╭─ SELECTION
Single by Massive Attack

from the album Blue Lines
- Released: 27 May 1991
- Genre: Trip hop
- Length: 5:18
- Label: Virgin
- Songwriters: Grantley Marshall; Andrew Vowles; Robert Del Naja; Shara Nelson; Billy Cobham;
- Producers: Massive Attack; Jonny Dollar;

Massive Attack singles chronology
| "Unfinished Sympathy" (1991) | "Safe from Harm" (1991) | "'Massive Attack EP'" (1992) |

Shara Nelson singles chronology
| "Unfinished Sympathy" (1991) | "Safe from Harm" (1991) | "Down That Road" (1993) |

Audio sample
- Massive Attack with Shara Nelson - Safe From Harm (7-inch version) (1991)file; help;

= Safe from Harm (song) =

1991 single by Massive Attack

"Safe from Harm" is the third single and opening track from Blue Lines, the 1991 debut album from British trip hop collective Massive Attack, with vocals by Shara Nelson and Robert Del Naja. It was released in May 1991 by Virgin Records. The bass, guitar, and drums are sampled from the song "Stratus" by Billy Cobham, from his album Spectrum (with guitar by Tommy Bolin). Additional drums are sampled from "Good Old Music" by Funkadelic. Other samples come from Herbie Hancock's "Chameleon", and some of the background vocals are based on Johnny "Guitar" Watson's 1961 song Looking Back.
╰─
## GIVEN INSTRUCTION 1
In the article on "Safe from Harm," which song supplies the sampled bass, guitar, and drums?
## GIVEN INSTRUCTION 2
Carry on the article about "Safe from Harm" from its last sentence.
╭─ RECORD LIST
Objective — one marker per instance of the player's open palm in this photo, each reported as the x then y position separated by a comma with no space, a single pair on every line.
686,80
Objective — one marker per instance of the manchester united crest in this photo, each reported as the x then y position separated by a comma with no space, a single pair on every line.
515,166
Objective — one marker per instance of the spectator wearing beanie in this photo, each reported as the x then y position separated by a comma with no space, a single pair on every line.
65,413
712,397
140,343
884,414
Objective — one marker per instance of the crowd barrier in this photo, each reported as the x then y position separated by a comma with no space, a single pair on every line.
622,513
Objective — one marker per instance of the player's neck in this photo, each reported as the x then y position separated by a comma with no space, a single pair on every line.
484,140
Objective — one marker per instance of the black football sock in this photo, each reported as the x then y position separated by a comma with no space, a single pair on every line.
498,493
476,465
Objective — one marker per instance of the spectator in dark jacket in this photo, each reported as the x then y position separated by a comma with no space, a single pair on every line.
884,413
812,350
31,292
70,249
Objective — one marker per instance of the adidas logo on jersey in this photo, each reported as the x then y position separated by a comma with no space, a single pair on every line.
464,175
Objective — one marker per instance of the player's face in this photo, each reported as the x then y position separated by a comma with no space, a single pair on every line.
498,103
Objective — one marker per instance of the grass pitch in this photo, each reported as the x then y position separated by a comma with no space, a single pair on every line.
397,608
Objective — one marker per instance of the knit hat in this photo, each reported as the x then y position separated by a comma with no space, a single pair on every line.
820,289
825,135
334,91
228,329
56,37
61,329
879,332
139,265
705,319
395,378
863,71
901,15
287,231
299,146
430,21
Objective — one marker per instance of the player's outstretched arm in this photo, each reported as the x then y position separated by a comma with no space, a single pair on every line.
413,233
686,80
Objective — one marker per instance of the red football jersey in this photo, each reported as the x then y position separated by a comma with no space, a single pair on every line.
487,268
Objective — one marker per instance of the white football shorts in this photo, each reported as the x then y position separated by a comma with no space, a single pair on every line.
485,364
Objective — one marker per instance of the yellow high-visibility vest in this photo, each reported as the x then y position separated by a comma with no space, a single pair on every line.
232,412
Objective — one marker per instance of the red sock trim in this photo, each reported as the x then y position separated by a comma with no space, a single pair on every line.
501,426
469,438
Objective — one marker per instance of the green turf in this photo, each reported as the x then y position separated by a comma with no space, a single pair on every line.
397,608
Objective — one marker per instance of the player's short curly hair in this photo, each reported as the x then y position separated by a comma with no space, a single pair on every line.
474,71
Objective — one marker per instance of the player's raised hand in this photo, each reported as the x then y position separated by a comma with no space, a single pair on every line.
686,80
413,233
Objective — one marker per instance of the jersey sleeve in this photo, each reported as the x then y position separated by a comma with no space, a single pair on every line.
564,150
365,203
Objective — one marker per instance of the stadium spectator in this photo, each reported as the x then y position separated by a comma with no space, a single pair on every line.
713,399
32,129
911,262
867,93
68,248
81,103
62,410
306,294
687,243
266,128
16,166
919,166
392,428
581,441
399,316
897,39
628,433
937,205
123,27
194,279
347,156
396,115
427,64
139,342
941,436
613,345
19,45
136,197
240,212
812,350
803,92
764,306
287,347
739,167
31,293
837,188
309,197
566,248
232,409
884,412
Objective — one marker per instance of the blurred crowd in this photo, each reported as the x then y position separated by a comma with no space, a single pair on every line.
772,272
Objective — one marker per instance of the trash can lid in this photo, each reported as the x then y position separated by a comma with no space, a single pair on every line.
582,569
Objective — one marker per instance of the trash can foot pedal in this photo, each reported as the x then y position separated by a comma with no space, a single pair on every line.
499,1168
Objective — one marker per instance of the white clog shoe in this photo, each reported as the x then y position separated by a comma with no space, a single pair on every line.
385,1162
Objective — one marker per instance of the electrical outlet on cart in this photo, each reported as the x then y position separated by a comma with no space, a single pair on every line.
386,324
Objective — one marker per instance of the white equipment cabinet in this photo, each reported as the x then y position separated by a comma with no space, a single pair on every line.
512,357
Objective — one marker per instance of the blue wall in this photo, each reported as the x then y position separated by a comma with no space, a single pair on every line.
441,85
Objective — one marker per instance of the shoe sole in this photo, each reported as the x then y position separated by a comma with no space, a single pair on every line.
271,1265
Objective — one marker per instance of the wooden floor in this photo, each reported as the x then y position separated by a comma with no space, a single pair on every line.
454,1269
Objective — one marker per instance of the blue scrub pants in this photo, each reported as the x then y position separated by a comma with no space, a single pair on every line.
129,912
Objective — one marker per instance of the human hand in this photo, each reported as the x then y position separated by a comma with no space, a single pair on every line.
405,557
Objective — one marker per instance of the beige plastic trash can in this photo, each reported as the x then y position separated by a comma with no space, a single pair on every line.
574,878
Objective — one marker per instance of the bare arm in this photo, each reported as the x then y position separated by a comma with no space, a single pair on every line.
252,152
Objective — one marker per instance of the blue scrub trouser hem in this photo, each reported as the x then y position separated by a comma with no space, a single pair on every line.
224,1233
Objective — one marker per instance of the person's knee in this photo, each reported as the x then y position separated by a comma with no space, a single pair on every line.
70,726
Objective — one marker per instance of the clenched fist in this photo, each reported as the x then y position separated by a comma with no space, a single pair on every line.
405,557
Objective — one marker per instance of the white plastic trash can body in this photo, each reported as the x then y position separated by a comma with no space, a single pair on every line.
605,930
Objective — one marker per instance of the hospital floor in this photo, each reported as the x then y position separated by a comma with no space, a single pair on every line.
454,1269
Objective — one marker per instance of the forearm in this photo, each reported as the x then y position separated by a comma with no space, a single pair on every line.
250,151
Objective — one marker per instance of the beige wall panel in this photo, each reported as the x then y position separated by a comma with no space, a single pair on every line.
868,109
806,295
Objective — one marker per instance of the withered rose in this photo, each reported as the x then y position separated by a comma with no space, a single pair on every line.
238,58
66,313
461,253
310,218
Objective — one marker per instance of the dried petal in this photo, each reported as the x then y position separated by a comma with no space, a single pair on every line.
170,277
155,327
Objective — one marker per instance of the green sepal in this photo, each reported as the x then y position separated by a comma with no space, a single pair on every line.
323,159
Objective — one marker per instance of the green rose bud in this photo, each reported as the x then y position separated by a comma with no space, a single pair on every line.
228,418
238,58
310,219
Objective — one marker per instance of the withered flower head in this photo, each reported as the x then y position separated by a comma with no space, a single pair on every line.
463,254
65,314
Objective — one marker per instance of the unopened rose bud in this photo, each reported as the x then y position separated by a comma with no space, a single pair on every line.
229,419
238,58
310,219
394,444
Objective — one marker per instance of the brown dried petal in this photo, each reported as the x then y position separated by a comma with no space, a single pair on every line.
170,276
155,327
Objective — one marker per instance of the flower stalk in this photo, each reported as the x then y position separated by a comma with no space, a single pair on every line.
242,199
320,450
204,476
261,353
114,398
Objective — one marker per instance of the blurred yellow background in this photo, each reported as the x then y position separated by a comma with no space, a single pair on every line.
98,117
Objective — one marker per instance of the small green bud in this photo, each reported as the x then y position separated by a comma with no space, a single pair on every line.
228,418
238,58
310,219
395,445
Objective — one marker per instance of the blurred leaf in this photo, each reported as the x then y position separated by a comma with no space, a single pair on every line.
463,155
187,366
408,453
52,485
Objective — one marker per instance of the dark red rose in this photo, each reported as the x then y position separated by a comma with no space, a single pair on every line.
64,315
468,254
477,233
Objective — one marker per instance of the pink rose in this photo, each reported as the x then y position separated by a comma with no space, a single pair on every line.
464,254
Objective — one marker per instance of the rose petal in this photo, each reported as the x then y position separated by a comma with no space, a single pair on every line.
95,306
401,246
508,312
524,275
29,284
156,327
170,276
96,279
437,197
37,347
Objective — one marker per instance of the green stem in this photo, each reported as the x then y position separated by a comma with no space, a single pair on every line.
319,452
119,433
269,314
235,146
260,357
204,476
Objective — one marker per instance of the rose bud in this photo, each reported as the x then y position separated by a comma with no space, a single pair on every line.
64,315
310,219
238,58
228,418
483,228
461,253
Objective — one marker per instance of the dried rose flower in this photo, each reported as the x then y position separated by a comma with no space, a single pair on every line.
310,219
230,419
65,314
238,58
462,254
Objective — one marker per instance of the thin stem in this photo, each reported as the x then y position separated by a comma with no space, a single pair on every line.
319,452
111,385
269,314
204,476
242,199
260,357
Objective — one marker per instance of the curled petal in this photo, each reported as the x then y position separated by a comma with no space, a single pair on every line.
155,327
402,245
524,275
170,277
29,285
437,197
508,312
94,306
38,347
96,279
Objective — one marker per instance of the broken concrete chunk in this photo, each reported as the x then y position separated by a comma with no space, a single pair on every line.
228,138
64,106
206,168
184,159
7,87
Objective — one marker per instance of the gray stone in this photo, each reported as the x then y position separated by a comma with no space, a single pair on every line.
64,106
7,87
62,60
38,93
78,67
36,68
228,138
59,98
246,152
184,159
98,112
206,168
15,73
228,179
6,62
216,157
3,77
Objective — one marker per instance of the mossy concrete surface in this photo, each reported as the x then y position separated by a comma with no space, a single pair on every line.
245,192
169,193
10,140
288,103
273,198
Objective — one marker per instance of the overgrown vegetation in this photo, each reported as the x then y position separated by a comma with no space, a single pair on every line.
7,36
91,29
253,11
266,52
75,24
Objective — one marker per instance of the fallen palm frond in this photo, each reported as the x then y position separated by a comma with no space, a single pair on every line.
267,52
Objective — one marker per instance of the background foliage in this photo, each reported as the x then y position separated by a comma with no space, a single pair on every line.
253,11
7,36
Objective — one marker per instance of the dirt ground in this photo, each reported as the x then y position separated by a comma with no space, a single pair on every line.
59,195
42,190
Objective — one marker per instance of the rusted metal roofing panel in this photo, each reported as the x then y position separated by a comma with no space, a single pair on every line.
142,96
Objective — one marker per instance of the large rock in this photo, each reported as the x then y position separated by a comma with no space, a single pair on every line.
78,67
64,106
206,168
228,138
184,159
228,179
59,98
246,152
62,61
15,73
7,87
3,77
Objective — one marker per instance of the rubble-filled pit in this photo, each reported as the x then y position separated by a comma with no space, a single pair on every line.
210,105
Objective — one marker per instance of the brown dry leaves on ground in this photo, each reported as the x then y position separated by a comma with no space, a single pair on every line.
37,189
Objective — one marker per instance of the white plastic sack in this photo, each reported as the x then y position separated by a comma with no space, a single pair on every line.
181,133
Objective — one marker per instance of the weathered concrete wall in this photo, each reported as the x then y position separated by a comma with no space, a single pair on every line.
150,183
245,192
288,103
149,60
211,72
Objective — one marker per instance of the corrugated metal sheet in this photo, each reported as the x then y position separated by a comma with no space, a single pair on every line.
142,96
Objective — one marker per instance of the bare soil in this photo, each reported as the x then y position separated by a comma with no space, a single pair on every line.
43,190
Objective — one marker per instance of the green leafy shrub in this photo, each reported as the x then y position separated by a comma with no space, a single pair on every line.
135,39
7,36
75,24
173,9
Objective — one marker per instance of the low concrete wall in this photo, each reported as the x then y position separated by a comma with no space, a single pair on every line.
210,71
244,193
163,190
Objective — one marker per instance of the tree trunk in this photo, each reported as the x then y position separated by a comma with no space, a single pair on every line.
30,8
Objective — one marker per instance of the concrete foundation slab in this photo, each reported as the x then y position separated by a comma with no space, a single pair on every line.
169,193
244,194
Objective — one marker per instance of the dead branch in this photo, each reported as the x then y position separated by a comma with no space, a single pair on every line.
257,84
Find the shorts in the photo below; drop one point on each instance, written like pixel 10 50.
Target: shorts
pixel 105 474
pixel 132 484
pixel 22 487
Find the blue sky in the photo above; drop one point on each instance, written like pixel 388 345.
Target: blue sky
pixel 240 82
╰─
## OUTPUT 1
"Stratus" by Billy Cobham, from his album Spectrum.

## OUTPUT 2
"Safe from Harm" (Perfecto Mix) is featured at the end of the Michael Mann-directed movie The Insider.

==Inspiration==
The liner notes to Blue Lines mention the movie Taxi Driver as an influence.

==Critical reception==
Andrew Smith from Melody Maker described "Safe from Harm" as a "swooning, sultry cut" and "no less compelling than 'Unfinished Sympathy.'" He added that it's "gathered round a deep, dense, dubbesque bassline, while ethereal strings and gently gliding pianos taunt Shara Nelson's sweet voice. It's a decadent, mesmeric, trance-inducing sound, one to lose yourself in completely." Pan-European magazine Music & Media wrote, "With the atmospheric synthesizer sounds, the hefty bassline and the irresistible vocals by Shara Nelson, this follow-up to the European hit 'Unfinished Sympathy' is likely to be as big." Barbara Ellen from NME named it Single of the Week. Mark Frith from Smash Hits commented, "Like the London Funki Dreds, the music of Bristol's Massive has a pounding bass line and reggae overtones, but Massive's records are also highly reminiscent of American soul music. 'Safe from Harm' works best as part of an LP, but still sounds good as a single."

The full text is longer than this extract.